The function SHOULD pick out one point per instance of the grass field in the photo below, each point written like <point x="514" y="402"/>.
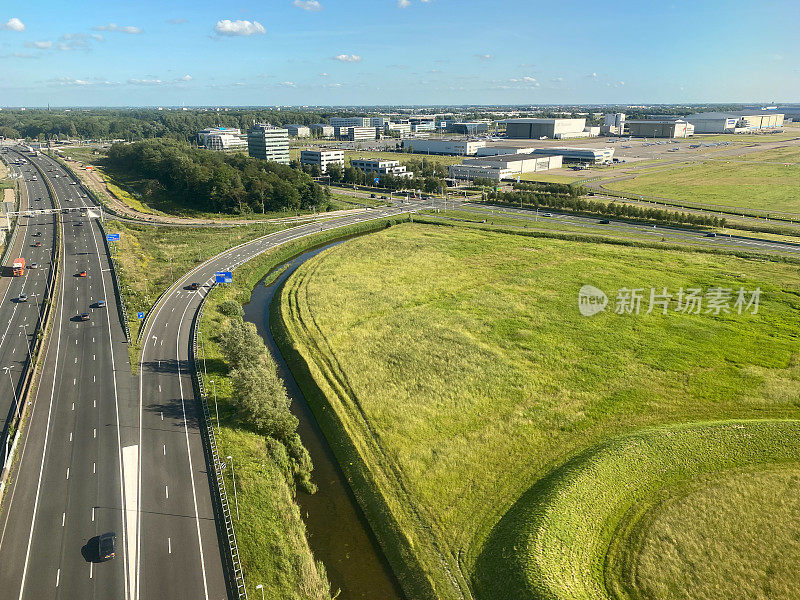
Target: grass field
<point x="465" y="376"/>
<point x="731" y="183"/>
<point x="750" y="517"/>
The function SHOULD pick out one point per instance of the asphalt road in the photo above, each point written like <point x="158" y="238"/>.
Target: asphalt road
<point x="68" y="486"/>
<point x="19" y="321"/>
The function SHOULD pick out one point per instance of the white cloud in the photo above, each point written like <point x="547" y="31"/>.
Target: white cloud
<point x="347" y="58"/>
<point x="243" y="28"/>
<point x="41" y="45"/>
<point x="13" y="24"/>
<point x="145" y="82"/>
<point x="122" y="29"/>
<point x="309" y="5"/>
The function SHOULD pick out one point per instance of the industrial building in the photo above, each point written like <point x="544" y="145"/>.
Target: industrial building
<point x="734" y="121"/>
<point x="350" y="121"/>
<point x="445" y="147"/>
<point x="225" y="142"/>
<point x="299" y="130"/>
<point x="598" y="156"/>
<point x="671" y="128"/>
<point x="504" y="166"/>
<point x="534" y="129"/>
<point x="378" y="167"/>
<point x="355" y="134"/>
<point x="268" y="143"/>
<point x="321" y="130"/>
<point x="613" y="124"/>
<point x="322" y="158"/>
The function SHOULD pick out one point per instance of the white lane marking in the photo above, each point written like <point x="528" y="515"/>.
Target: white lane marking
<point x="130" y="460"/>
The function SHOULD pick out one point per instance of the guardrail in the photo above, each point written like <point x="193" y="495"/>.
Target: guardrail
<point x="112" y="263"/>
<point x="222" y="506"/>
<point x="26" y="382"/>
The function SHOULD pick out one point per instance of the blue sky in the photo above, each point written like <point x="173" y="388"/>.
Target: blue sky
<point x="353" y="52"/>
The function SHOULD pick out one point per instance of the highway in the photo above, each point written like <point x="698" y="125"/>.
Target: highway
<point x="68" y="486"/>
<point x="19" y="321"/>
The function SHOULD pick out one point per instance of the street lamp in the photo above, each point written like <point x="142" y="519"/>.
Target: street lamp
<point x="235" y="496"/>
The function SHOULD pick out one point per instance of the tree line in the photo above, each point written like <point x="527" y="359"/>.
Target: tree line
<point x="214" y="181"/>
<point x="565" y="197"/>
<point x="260" y="399"/>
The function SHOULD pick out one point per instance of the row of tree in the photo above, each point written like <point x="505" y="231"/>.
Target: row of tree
<point x="260" y="397"/>
<point x="574" y="203"/>
<point x="214" y="181"/>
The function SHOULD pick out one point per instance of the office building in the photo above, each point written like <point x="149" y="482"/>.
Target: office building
<point x="268" y="143"/>
<point x="502" y="166"/>
<point x="202" y="136"/>
<point x="350" y="121"/>
<point x="534" y="129"/>
<point x="599" y="156"/>
<point x="225" y="142"/>
<point x="445" y="147"/>
<point x="321" y="130"/>
<point x="322" y="158"/>
<point x="670" y="128"/>
<point x="378" y="167"/>
<point x="298" y="130"/>
<point x="735" y="121"/>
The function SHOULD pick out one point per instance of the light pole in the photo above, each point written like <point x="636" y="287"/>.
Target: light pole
<point x="235" y="496"/>
<point x="216" y="407"/>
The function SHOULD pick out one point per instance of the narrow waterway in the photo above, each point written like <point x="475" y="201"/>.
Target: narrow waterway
<point x="338" y="533"/>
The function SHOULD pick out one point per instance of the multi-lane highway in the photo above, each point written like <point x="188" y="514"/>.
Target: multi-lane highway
<point x="22" y="298"/>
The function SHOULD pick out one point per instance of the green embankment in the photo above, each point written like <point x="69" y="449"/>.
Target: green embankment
<point x="454" y="372"/>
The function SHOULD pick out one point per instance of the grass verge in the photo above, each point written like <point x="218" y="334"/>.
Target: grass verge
<point x="452" y="383"/>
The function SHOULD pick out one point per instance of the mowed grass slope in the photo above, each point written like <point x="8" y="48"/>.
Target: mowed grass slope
<point x="731" y="183"/>
<point x="462" y="371"/>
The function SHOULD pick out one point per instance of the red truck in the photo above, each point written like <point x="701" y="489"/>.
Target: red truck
<point x="18" y="267"/>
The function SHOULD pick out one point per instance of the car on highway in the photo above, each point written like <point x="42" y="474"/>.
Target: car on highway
<point x="106" y="546"/>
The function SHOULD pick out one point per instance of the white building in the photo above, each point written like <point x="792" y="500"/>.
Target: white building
<point x="446" y="147"/>
<point x="298" y="130"/>
<point x="378" y="167"/>
<point x="225" y="142"/>
<point x="350" y="121"/>
<point x="322" y="158"/>
<point x="268" y="143"/>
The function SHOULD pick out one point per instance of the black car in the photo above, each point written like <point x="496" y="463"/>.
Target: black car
<point x="106" y="546"/>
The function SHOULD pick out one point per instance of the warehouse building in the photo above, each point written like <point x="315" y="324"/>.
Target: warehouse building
<point x="321" y="130"/>
<point x="596" y="156"/>
<point x="504" y="166"/>
<point x="444" y="147"/>
<point x="534" y="129"/>
<point x="322" y="158"/>
<point x="735" y="121"/>
<point x="670" y="128"/>
<point x="268" y="143"/>
<point x="299" y="130"/>
<point x="378" y="167"/>
<point x="350" y="121"/>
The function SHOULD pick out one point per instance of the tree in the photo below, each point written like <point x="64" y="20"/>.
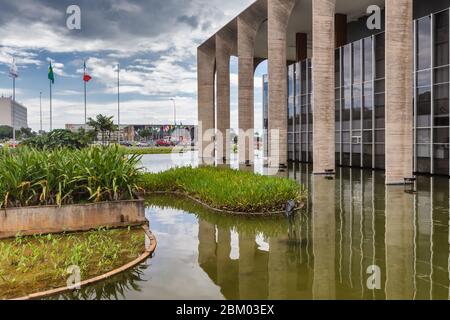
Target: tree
<point x="59" y="139"/>
<point x="5" y="132"/>
<point x="146" y="133"/>
<point x="103" y="125"/>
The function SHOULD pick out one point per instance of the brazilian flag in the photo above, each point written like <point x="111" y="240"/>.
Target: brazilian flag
<point x="51" y="75"/>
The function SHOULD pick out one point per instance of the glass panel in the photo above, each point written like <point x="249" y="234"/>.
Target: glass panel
<point x="423" y="136"/>
<point x="356" y="113"/>
<point x="441" y="161"/>
<point x="441" y="39"/>
<point x="357" y="62"/>
<point x="424" y="107"/>
<point x="379" y="56"/>
<point x="368" y="59"/>
<point x="441" y="135"/>
<point x="424" y="43"/>
<point x="424" y="78"/>
<point x="441" y="93"/>
<point x="423" y="158"/>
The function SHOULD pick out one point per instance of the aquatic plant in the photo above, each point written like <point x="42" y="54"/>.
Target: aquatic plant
<point x="32" y="264"/>
<point x="30" y="177"/>
<point x="228" y="189"/>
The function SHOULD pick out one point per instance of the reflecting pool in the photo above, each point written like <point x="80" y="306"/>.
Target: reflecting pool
<point x="355" y="239"/>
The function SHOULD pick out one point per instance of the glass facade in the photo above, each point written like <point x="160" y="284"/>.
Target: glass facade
<point x="360" y="101"/>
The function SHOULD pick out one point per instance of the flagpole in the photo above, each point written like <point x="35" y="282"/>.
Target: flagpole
<point x="51" y="120"/>
<point x="85" y="104"/>
<point x="118" y="102"/>
<point x="40" y="111"/>
<point x="12" y="111"/>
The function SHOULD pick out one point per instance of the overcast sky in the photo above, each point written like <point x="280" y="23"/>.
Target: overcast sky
<point x="154" y="41"/>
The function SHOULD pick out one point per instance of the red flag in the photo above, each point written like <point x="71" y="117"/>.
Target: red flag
<point x="86" y="77"/>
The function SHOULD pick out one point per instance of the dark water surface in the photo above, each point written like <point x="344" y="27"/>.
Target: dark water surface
<point x="351" y="227"/>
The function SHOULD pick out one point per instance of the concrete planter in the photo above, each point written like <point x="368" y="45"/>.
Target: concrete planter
<point x="70" y="218"/>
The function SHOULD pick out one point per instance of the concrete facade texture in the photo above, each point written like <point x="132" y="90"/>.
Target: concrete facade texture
<point x="399" y="85"/>
<point x="279" y="12"/>
<point x="323" y="85"/>
<point x="53" y="219"/>
<point x="225" y="40"/>
<point x="206" y="62"/>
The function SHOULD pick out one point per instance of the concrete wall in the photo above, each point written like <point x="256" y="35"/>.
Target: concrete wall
<point x="52" y="219"/>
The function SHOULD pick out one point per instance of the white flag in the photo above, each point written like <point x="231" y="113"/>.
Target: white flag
<point x="13" y="72"/>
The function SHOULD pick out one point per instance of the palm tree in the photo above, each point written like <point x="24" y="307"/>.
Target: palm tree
<point x="103" y="124"/>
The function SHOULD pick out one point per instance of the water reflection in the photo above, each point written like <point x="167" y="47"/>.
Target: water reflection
<point x="349" y="224"/>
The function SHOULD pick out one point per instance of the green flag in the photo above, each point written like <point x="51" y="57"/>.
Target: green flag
<point x="51" y="76"/>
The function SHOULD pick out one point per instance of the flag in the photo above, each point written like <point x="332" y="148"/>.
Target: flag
<point x="86" y="76"/>
<point x="13" y="72"/>
<point x="51" y="76"/>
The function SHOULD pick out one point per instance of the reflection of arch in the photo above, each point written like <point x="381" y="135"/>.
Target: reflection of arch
<point x="248" y="24"/>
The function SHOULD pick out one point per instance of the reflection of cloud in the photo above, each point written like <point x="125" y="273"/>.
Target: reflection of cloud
<point x="234" y="254"/>
<point x="263" y="245"/>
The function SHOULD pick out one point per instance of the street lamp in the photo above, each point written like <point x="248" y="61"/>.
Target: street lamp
<point x="40" y="111"/>
<point x="174" y="112"/>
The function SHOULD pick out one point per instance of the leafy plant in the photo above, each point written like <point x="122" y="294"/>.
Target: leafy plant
<point x="31" y="177"/>
<point x="228" y="189"/>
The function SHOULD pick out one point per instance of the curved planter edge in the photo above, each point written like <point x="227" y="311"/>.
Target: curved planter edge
<point x="71" y="218"/>
<point x="147" y="254"/>
<point x="235" y="213"/>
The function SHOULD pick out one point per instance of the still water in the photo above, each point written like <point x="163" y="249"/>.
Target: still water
<point x="356" y="239"/>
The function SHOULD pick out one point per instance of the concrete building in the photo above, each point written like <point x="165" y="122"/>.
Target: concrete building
<point x="7" y="107"/>
<point x="132" y="132"/>
<point x="339" y="91"/>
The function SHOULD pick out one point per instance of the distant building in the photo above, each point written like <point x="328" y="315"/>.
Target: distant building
<point x="6" y="115"/>
<point x="133" y="132"/>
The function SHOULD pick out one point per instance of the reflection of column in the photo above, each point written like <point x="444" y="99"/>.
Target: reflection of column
<point x="324" y="238"/>
<point x="248" y="24"/>
<point x="399" y="244"/>
<point x="323" y="88"/>
<point x="207" y="248"/>
<point x="247" y="276"/>
<point x="399" y="85"/>
<point x="279" y="12"/>
<point x="224" y="47"/>
<point x="278" y="268"/>
<point x="227" y="270"/>
<point x="206" y="70"/>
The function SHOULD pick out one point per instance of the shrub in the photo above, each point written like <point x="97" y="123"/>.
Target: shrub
<point x="60" y="139"/>
<point x="228" y="189"/>
<point x="64" y="176"/>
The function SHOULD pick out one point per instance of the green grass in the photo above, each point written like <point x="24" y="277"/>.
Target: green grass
<point x="39" y="263"/>
<point x="228" y="189"/>
<point x="150" y="150"/>
<point x="30" y="177"/>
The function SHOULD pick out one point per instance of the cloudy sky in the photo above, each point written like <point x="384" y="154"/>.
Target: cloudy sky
<point x="154" y="41"/>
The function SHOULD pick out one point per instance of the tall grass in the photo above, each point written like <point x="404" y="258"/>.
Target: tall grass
<point x="62" y="176"/>
<point x="228" y="189"/>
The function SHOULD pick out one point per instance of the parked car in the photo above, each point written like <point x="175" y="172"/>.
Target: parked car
<point x="164" y="143"/>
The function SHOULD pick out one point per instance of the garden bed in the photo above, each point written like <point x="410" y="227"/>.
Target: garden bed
<point x="33" y="264"/>
<point x="228" y="190"/>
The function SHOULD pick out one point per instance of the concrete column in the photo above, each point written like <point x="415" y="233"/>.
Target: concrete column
<point x="301" y="44"/>
<point x="399" y="85"/>
<point x="279" y="12"/>
<point x="246" y="42"/>
<point x="341" y="29"/>
<point x="224" y="47"/>
<point x="206" y="59"/>
<point x="399" y="244"/>
<point x="323" y="85"/>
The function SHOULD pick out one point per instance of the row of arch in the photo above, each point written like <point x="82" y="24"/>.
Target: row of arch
<point x="262" y="30"/>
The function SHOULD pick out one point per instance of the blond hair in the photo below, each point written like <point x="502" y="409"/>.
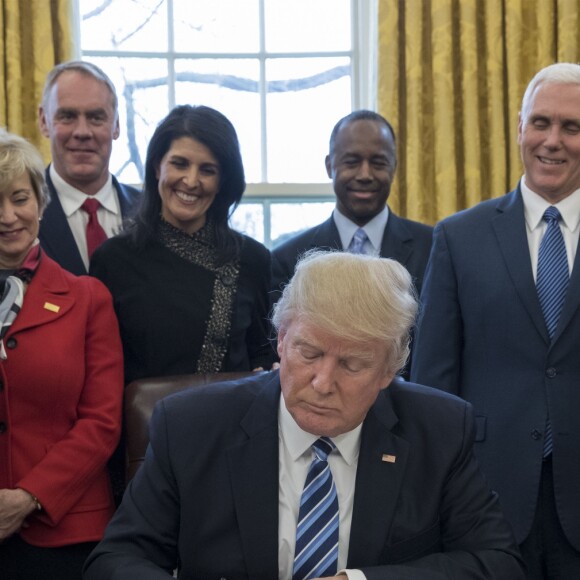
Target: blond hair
<point x="19" y="157"/>
<point x="355" y="297"/>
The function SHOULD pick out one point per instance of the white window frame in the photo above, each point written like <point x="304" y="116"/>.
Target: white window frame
<point x="363" y="82"/>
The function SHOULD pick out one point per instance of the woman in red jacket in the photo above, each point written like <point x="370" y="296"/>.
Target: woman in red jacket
<point x="61" y="384"/>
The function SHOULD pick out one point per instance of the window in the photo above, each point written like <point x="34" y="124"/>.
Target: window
<point x="283" y="72"/>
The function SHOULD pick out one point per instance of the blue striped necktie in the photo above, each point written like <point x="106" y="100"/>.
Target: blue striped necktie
<point x="357" y="244"/>
<point x="552" y="283"/>
<point x="316" y="553"/>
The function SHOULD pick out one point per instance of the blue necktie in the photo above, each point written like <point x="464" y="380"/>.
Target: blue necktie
<point x="316" y="553"/>
<point x="552" y="283"/>
<point x="358" y="241"/>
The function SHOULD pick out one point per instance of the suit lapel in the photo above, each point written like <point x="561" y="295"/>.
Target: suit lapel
<point x="572" y="299"/>
<point x="397" y="240"/>
<point x="254" y="473"/>
<point x="56" y="236"/>
<point x="378" y="483"/>
<point x="47" y="298"/>
<point x="510" y="229"/>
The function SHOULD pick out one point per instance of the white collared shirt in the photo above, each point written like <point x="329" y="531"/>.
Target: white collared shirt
<point x="534" y="208"/>
<point x="295" y="457"/>
<point x="374" y="230"/>
<point x="71" y="199"/>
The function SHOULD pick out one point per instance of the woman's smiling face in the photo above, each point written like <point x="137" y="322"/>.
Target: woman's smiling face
<point x="189" y="180"/>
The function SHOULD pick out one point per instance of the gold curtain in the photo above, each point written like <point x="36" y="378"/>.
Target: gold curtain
<point x="452" y="74"/>
<point x="37" y="34"/>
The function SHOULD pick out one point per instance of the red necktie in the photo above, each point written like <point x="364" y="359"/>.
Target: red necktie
<point x="95" y="233"/>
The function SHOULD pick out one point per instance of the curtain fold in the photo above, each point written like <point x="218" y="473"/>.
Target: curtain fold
<point x="37" y="34"/>
<point x="451" y="78"/>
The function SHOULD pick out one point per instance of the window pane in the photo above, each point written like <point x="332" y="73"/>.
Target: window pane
<point x="224" y="26"/>
<point x="231" y="86"/>
<point x="124" y="25"/>
<point x="324" y="25"/>
<point x="301" y="117"/>
<point x="249" y="219"/>
<point x="142" y="90"/>
<point x="288" y="219"/>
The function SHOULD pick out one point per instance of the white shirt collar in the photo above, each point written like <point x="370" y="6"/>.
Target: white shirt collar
<point x="298" y="441"/>
<point x="374" y="229"/>
<point x="72" y="198"/>
<point x="535" y="206"/>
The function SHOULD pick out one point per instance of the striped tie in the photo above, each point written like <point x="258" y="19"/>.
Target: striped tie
<point x="552" y="283"/>
<point x="316" y="551"/>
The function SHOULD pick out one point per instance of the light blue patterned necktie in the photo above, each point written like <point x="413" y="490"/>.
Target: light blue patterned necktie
<point x="358" y="242"/>
<point x="316" y="552"/>
<point x="552" y="283"/>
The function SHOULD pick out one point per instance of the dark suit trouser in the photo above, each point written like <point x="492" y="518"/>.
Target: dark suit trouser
<point x="546" y="551"/>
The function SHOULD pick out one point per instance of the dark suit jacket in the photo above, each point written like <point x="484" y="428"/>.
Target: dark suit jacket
<point x="406" y="241"/>
<point x="482" y="336"/>
<point x="207" y="494"/>
<point x="55" y="235"/>
<point x="61" y="398"/>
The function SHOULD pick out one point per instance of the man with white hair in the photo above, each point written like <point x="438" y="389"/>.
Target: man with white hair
<point x="325" y="468"/>
<point x="500" y="327"/>
<point x="79" y="114"/>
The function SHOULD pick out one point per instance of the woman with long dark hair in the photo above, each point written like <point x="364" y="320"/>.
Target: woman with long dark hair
<point x="191" y="294"/>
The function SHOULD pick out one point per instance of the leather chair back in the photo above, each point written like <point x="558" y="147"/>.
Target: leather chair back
<point x="140" y="398"/>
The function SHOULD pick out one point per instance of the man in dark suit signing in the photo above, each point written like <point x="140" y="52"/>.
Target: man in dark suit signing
<point x="79" y="115"/>
<point x="318" y="469"/>
<point x="361" y="162"/>
<point x="500" y="327"/>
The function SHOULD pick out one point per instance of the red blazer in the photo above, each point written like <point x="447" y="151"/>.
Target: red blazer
<point x="60" y="403"/>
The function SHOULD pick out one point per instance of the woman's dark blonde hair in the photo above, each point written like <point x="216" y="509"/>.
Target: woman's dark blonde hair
<point x="19" y="157"/>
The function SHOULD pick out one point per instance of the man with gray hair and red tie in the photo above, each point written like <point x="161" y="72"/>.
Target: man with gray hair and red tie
<point x="328" y="467"/>
<point x="79" y="114"/>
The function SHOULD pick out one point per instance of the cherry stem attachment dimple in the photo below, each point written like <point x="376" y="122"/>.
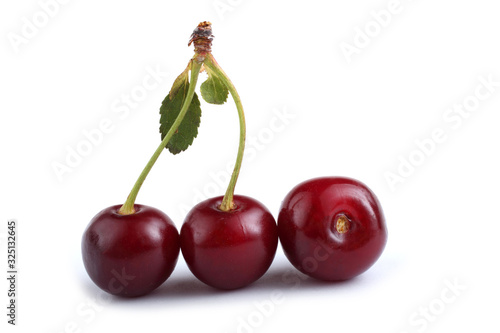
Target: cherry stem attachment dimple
<point x="227" y="202"/>
<point x="128" y="206"/>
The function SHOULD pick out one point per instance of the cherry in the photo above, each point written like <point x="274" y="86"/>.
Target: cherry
<point x="229" y="249"/>
<point x="228" y="242"/>
<point x="332" y="228"/>
<point x="130" y="250"/>
<point x="130" y="255"/>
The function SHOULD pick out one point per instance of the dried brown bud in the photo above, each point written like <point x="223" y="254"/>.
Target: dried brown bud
<point x="202" y="39"/>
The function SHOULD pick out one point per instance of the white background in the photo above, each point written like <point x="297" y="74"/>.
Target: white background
<point x="355" y="116"/>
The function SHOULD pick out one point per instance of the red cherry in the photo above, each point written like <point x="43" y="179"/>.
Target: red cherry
<point x="332" y="228"/>
<point x="229" y="250"/>
<point x="130" y="255"/>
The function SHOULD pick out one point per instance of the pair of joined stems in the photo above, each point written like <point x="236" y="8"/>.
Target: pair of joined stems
<point x="209" y="61"/>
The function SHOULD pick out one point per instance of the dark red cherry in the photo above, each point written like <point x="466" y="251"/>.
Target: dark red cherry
<point x="130" y="255"/>
<point x="229" y="250"/>
<point x="332" y="228"/>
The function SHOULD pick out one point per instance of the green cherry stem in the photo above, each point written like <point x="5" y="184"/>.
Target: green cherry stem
<point x="128" y="206"/>
<point x="227" y="203"/>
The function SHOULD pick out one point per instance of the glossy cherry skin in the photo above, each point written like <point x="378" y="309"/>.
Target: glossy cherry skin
<point x="130" y="255"/>
<point x="311" y="239"/>
<point x="229" y="250"/>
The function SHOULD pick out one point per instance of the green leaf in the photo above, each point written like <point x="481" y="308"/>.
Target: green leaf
<point x="213" y="90"/>
<point x="169" y="110"/>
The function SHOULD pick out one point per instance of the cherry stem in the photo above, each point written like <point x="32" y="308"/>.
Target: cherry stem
<point x="227" y="203"/>
<point x="128" y="206"/>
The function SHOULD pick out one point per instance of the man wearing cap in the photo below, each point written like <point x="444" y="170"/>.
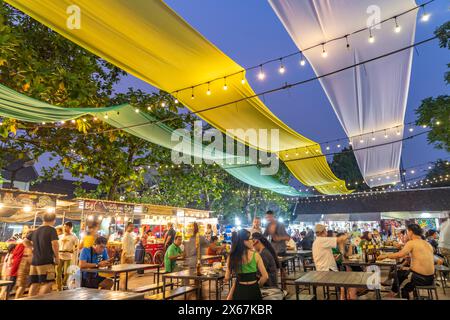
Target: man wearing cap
<point x="322" y="249"/>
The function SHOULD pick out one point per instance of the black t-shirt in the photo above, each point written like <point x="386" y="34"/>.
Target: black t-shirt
<point x="42" y="245"/>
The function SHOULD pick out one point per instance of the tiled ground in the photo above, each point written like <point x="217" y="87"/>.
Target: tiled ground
<point x="148" y="278"/>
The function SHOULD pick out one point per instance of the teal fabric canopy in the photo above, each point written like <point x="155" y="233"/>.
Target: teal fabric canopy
<point x="140" y="124"/>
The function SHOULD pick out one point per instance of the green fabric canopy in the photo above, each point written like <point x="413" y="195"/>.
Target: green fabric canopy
<point x="140" y="124"/>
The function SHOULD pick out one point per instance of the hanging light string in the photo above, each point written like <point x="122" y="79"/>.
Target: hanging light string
<point x="235" y="102"/>
<point x="261" y="75"/>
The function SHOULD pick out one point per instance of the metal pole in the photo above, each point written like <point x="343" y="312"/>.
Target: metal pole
<point x="34" y="222"/>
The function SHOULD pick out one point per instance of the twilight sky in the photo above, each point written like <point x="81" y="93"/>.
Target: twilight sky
<point x="250" y="33"/>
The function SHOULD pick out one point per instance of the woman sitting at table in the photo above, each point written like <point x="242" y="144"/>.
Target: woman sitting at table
<point x="269" y="257"/>
<point x="95" y="257"/>
<point x="215" y="249"/>
<point x="245" y="263"/>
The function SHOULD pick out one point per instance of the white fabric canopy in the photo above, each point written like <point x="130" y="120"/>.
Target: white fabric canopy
◇ ◇ ◇ ◇
**GIVEN INSTRUCTION**
Exactly reproduce the lines from the one containing "of the hanging" through the end of the records, and only those lines.

**ANSWER TO THIS EXERCISE**
The function SHOULD pick out one point per instance of the hanging light string in the photo above, each point written like <point x="122" y="79"/>.
Target: hanging light string
<point x="235" y="102"/>
<point x="261" y="75"/>
The function SHOULD pick out one point per instance of the metal pole in the photo above, each point written like <point x="343" y="312"/>.
Target: metal pole
<point x="34" y="222"/>
The function SHOULD pick out one point per instance of the twilight sky in the photo above, each point written like <point x="81" y="93"/>.
Target: twilight sky
<point x="250" y="33"/>
The function SHOULD pick out one point per instance of the woman sitting at table in the photo above, each point written like <point x="242" y="144"/>.
Target: woman sitting at table
<point x="269" y="257"/>
<point x="95" y="257"/>
<point x="215" y="249"/>
<point x="245" y="263"/>
The function SHOULD pick out one point per instance of the white fabric canopy in the photo above, each point written like <point x="130" y="120"/>.
Target: white fabric canopy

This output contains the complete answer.